> _STATED TASK A_: In the records further down, copy word for word every line starting with the line containing "Target: <item>green hillside</item>" and going on through the line containing "248 218 L 238", including both of those lines.

> _TEXT TO READ_:
Telescope Digital Setting Circles Project



Digital Setting Circles allow a digital readout of the telescope position instead of using the regular mechanical setting circles. The interface board required for the DSC is fairly simple to build requiring only a handful of components.

The project comprises of:


Rotary Encoders and Hardware


Interface board


PIC Software


SkyMap Pro Driver


Rotary Encoders

The rotary encoders and hardware were purchased from Jim's Mobile Inc. See their model list to check out if your mount is listed. Don't worry too much if it isn't, neither was mine, but after e-mailing some pictures of the EQ5 mount I have they told me it was a Celestron CG5 mount. They must have been right as the parts fitted perfectly.

This picture shows the RA encoder installation.


And this is the Declination encoder installation.


This picture shows the complete mount.

> _STATED TASK B_: Continue the write-up on the telescope digital setting circles project from the point where it stops.

> _THE RECORDS_:
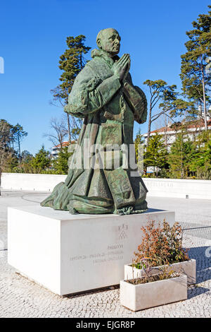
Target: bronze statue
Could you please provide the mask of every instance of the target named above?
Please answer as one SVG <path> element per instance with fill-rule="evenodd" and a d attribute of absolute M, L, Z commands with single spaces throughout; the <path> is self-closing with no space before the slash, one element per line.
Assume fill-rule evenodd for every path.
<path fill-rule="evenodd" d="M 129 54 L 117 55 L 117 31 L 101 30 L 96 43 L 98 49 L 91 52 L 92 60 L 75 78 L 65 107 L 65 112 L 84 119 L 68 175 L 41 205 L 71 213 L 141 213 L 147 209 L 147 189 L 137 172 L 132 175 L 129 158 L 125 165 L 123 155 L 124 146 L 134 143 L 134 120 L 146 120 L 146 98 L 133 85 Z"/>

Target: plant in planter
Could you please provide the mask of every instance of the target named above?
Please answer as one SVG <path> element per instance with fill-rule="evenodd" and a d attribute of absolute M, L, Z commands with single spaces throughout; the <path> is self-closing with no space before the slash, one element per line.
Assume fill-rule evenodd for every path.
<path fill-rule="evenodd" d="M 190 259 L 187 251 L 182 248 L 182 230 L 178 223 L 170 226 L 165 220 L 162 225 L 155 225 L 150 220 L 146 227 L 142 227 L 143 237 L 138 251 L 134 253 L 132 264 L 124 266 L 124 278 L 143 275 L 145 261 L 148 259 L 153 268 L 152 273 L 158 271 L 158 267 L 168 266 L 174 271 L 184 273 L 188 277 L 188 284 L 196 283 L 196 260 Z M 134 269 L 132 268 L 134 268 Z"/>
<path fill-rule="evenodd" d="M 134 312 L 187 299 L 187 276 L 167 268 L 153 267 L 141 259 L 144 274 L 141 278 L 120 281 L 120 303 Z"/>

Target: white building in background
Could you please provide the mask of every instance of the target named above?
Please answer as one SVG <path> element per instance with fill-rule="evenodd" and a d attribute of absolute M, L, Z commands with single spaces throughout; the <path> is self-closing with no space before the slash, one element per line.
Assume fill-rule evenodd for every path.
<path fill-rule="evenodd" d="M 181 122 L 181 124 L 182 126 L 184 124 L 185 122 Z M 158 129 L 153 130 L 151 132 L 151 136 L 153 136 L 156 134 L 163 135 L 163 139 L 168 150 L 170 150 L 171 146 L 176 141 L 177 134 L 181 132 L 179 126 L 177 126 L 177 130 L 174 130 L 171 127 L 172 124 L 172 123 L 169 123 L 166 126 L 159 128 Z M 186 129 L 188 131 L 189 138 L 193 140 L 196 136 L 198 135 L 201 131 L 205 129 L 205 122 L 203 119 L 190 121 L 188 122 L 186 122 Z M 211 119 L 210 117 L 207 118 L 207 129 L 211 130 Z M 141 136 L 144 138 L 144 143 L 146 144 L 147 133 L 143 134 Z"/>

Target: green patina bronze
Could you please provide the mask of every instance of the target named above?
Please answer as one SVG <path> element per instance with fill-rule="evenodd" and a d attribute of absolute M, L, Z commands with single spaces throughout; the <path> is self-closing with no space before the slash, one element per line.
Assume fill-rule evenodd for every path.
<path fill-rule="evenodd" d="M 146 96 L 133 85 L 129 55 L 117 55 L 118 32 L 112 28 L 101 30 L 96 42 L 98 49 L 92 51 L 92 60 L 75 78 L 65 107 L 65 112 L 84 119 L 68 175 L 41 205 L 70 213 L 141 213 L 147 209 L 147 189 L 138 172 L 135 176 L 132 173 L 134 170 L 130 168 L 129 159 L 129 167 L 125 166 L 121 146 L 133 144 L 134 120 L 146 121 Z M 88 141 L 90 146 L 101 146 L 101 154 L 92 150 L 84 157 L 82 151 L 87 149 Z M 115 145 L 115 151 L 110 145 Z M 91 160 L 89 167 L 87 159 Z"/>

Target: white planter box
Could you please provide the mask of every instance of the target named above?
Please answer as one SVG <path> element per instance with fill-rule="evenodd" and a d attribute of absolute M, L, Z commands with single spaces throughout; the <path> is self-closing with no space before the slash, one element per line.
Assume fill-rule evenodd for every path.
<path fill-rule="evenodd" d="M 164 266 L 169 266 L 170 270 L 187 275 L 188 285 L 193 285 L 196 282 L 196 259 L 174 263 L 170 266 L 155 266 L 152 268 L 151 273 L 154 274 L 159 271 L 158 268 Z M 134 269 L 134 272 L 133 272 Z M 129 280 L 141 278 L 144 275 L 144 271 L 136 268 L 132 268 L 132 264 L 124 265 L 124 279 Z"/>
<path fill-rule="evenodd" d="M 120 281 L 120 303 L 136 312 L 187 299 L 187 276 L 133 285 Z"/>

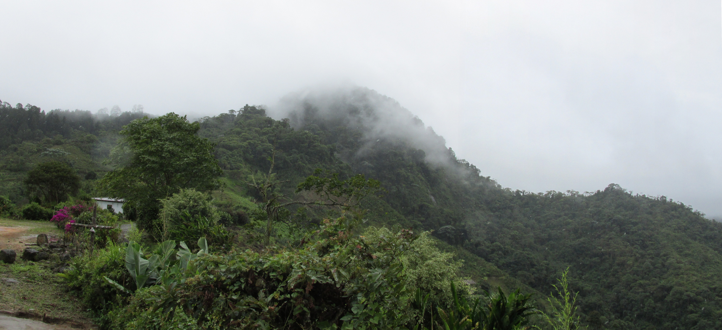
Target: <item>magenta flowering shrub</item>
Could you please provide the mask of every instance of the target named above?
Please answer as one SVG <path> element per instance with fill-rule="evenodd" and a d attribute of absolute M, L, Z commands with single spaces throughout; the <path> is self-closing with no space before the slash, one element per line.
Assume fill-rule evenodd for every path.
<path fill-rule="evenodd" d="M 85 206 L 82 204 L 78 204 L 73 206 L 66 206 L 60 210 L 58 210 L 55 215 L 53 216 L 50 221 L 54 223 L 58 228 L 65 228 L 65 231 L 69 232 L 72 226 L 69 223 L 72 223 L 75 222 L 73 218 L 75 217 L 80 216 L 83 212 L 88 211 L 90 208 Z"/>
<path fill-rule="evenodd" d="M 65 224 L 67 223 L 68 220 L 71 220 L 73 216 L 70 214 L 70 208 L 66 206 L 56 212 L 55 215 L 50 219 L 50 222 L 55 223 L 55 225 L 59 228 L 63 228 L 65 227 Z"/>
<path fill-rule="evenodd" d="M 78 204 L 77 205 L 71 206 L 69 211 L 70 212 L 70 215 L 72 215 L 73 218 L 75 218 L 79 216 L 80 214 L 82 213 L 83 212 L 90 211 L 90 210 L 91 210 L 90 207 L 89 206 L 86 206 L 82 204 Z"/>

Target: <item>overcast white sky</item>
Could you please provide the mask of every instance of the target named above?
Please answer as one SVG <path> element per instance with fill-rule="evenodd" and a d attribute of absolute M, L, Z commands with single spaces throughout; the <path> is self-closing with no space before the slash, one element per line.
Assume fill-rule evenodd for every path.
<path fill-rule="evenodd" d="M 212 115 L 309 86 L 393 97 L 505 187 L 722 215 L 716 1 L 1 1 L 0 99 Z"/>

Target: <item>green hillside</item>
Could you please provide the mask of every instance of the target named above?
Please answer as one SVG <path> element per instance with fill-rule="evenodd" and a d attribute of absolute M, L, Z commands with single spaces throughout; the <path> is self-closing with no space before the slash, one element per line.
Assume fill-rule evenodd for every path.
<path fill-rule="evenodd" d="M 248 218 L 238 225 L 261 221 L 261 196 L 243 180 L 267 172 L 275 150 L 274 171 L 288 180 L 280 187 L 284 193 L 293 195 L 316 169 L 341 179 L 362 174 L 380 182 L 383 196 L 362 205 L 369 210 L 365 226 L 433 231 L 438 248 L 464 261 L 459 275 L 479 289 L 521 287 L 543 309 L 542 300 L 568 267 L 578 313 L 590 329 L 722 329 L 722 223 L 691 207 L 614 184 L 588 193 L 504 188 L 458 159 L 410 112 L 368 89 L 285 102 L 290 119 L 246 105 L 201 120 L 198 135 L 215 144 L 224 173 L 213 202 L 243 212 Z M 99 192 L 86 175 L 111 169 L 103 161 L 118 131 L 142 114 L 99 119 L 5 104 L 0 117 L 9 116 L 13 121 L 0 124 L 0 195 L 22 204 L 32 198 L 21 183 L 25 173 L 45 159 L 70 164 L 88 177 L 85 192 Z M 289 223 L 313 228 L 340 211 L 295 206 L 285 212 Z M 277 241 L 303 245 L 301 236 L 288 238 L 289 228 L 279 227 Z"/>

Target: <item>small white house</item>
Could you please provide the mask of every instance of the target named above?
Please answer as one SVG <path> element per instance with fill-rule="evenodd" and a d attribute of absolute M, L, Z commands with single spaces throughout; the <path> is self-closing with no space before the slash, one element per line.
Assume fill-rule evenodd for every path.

> _EXPECTED OUTPUT A_:
Target: <item>green hillside</item>
Could you please provide the mask of every instance of the target named above?
Please answer as one SVG <path> element per instance with fill-rule="evenodd" and a d attribute of absolute M, L, Z commands with single spaces throughout; the <path> is self-closing with no space before the slash, one element per line.
Assume fill-rule evenodd for every path.
<path fill-rule="evenodd" d="M 248 218 L 238 225 L 261 221 L 261 196 L 243 180 L 267 172 L 275 150 L 274 171 L 288 180 L 280 187 L 284 193 L 293 195 L 316 169 L 341 179 L 362 174 L 380 182 L 383 196 L 362 205 L 369 210 L 365 226 L 433 231 L 438 248 L 464 261 L 459 275 L 479 289 L 521 287 L 543 309 L 542 300 L 568 267 L 578 313 L 590 329 L 722 329 L 722 223 L 691 207 L 614 184 L 588 193 L 504 188 L 458 159 L 410 112 L 368 89 L 285 102 L 290 119 L 246 105 L 201 120 L 198 135 L 215 144 L 224 173 L 213 202 L 243 212 Z M 99 192 L 86 175 L 111 169 L 103 161 L 118 131 L 142 114 L 99 119 L 5 104 L 0 117 L 9 116 L 13 121 L 0 124 L 0 195 L 22 204 L 32 198 L 21 183 L 25 173 L 45 159 L 70 164 L 88 177 L 85 192 Z M 289 223 L 313 228 L 340 211 L 295 206 L 285 212 Z M 277 241 L 303 245 L 301 236 L 288 238 L 289 228 L 279 227 Z"/>

> _EXPECTED OUTPUT B_:
Interface Board

The original DSC project interface board circuit was designed by David Ek, and my thanks go to him for allowing me to add my modified circuit to this page.

For details on the original circuit go to David's page at:


Interface Modifications

The modifications I added were for RS232 transmit and receive indicator LED's, and a PIC In Circuit Serial Programming (ICSP) connection point. I also moved the power LED to the output side of the 7805 regulator so indicating that the +5V is healthy and not the input voltage.

The ICSP plug means that I do not have to open the DSC box, remove the PIC from the board, put it in a programmer to re-program it and then replace it in the board and close the box. I simply plug the DSC box into the programmer directly and do it all from there.


Parts Required

The parts required for the DSC project are listed below:


Description Supplier
U1 7805 Voltage Regulator Maplin CH35Q
U2 PIC 16F84A + 18 Pin Socket RS 379-2897 + 402-787
U3 MAX232 RS232 Interface + 16 Pin Socket Maplin FD92A + 402-771
C1, C4-C7 10uF 25V Electrolytic Capacitor Maplin VH07H
C2, C3 0.1uF monolithic Capacitor RS 115-578
R1-R13 10K .25W Resistor Maplin G10K
D1 - D3 1N4001 Maplin QL73Q
LED1 - LED3 Rectangular Style LED RS 178-0937 (Red) 178-0959 (Green)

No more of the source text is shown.